_Exercise instructions_: Rewrite the entries from the start through the line containing "x=428, y=571", substituting "park bench" for "wooden bench" and leaving everything else unchanged.

_Supplied records_:

========

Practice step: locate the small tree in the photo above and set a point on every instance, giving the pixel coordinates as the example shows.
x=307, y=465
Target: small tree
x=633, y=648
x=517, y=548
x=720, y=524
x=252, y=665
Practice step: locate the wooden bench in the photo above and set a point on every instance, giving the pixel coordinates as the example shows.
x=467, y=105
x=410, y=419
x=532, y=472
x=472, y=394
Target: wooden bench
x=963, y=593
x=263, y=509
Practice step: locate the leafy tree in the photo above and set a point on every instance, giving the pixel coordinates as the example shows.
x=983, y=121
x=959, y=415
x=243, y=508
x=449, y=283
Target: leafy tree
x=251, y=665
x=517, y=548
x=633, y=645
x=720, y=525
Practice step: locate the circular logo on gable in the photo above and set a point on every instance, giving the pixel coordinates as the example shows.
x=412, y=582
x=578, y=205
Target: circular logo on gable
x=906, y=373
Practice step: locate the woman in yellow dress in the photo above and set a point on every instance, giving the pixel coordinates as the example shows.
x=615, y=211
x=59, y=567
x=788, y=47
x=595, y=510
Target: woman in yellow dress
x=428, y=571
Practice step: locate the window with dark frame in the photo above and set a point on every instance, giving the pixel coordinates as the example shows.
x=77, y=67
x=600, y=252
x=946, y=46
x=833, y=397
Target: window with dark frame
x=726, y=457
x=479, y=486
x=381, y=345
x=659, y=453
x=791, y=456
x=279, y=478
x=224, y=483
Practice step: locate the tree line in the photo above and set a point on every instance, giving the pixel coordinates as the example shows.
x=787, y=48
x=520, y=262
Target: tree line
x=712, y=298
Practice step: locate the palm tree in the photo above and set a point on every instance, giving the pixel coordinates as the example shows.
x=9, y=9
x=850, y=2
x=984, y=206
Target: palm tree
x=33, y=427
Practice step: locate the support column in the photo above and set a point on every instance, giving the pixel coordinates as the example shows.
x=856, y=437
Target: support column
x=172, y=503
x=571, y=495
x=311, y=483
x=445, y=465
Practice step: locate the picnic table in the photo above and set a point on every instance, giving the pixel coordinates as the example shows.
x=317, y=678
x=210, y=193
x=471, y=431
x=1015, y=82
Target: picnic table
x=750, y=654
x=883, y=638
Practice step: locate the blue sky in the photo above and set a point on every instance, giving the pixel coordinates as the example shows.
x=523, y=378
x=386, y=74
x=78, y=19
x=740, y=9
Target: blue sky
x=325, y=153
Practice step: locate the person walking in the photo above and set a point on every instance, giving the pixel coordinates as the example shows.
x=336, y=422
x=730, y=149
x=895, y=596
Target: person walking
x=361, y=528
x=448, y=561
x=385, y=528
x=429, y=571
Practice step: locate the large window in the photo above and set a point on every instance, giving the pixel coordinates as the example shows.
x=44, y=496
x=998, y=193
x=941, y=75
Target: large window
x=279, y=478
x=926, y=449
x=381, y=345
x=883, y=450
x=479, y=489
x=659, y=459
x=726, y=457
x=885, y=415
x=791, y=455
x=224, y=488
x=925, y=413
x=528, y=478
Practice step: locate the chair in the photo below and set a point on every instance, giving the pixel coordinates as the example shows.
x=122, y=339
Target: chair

========

_The answer_:
Practice step: locate the small tree in the photo above and set a point on every instance, giving the pixel coordinates as the example shows.
x=307, y=465
Target: small tree
x=633, y=648
x=517, y=548
x=720, y=524
x=252, y=665
Practice step: locate the park bench in the photo above and set a point on every instance, giving the pixel coordinates as the example shows.
x=467, y=105
x=410, y=419
x=532, y=472
x=472, y=394
Target: park bench
x=963, y=593
x=263, y=509
Practice step: locate the leafy tree in the photo above and set a point on every instance, giving the pixel coordinates as the example shows.
x=983, y=121
x=959, y=415
x=243, y=508
x=449, y=283
Target: leafy tree
x=251, y=665
x=517, y=548
x=633, y=645
x=720, y=525
Practice step: locate the circular logo on gable in the photo above and set a point on every instance, giving the pixel coordinates as the example shows.
x=412, y=582
x=578, y=205
Target: circular logo on gable
x=906, y=373
Practice step: locate the woman in yellow dress in the photo above and set a point on every instance, giving the pixel coordinates as the example shows.
x=615, y=211
x=59, y=567
x=788, y=47
x=595, y=510
Target: woman in yellow dress
x=428, y=571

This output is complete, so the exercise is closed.